Do you have prefetch enabled? Is will in the background do a refresh for something that ttl is almost expired, etc.

What specific log are you looking at or what info where you getting cache reply from like your screenshot.

If I do a dig on pfsense for something.. that is cached, it sure isn't having to look that up..

[24.03-RELEASE][admin@sg4860.home.arpa]/: dig forum.netgate.com

; <<>> DiG 9.18.20 <<>> forum.netgate.com
;; global options: +cmd
;; Got answer:
;; ->>HEADER<<- opcode: QUERY, status: NOERROR, id: 47027
;; flags: qr rd ra; QUERY: 1, ANSWER: 1, AUTHORITY: 0, ADDITIONAL: 1

;; OPT PSEUDOSECTION:
; EDNS: version: 0, flags:; udp: 4096
;; QUESTION SECTION:
;forum.netgate.com.             IN      A

;; ANSWER SECTION:
forum.netgate.com.      3586    IN      A       208.123.73.71

;; Query time: 0 msec
;; SERVER: 127.0.0.1#53(127.0.0.1) (UDP)
;; WHEN: Thu Aug 29 15:08:38 CDT 2024
;; MSG SIZE  rcvd: 62

[24.03-RELEASE][admin@sg4860.home.arpa]/:

Do you really think unbound went out and talked to the authoritative ns and gave me back an answer it 0 ms? ie less than 1..

Please post the output of your dig command.. for example here is one where its not from cache. I then look it up again, and you can see got an answer in 0ms vs the 264 ms it took the first time where unbound had to resolve

[24.03-RELEASE][admin@sg4860.home.arpa]/: dig www.yahoo.com

; <<>> DiG 9.18.20 <<>> www.yahoo.com
;; global options: +cmd
;; Got answer:
;; ->>HEADER<<- opcode: QUERY, status: NOERROR, id: 40981
;; flags: qr rd ra; QUERY: 1, ANSWER: 3, AUTHORITY: 0, ADDITIONAL: 1

;; OPT PSEUDOSECTION:
; EDNS: version: 0, flags:; udp: 4096
;; QUESTION SECTION:
;www.yahoo.com.                 IN      A

;; ANSWER SECTION:
www.yahoo.com.          3600    IN      CNAME   me-ycpi-cf-www.g06.yahoodns.net.

[Dataset items]
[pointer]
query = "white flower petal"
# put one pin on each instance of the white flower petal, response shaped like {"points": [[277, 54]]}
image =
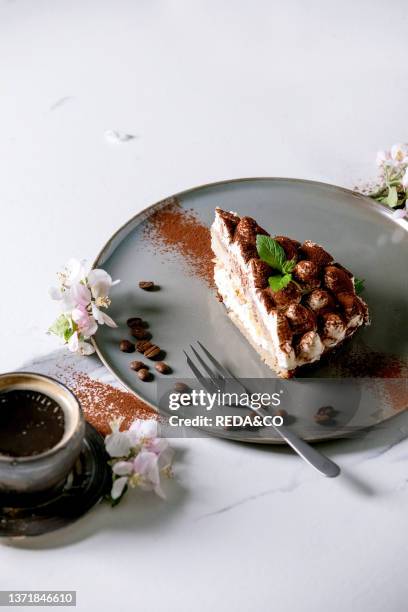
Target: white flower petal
{"points": [[86, 348], [118, 486], [80, 294], [405, 179], [100, 283], [55, 293], [73, 342], [123, 468]]}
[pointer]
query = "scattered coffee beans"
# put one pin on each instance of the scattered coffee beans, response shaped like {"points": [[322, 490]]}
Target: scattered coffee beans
{"points": [[163, 367], [144, 374], [126, 346], [180, 387], [325, 415], [137, 365], [140, 333]]}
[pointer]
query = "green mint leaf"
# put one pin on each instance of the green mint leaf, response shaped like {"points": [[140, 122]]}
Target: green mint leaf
{"points": [[288, 266], [62, 327], [271, 252], [359, 285], [392, 198], [280, 281]]}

Instructions:
A) In the DNS cache thread, which count fields appear on the flags line of the forum.netgate.com lookup, and what value does each show?
B) According to the DNS cache thread, how long did the first lookup take when unbound had to resolve it?
C) Quote the DNS cache thread, starting with "Do you have" and going on through "look that up..".
You can work without the rows.

Task-by-task answers:
A) QUERY: 1, ANSWER: 1, AUTHORITY: 0, ADDITIONAL: 1

B) 264 ms

C)
Do you have prefetch enabled? Is will in the background do a refresh for something that ttl is almost expired, etc.

What specific log are you looking at or what info where you getting cache reply from like your screenshot.

If I do a dig on pfsense for something.. that is cached, it sure isn't having to look that up..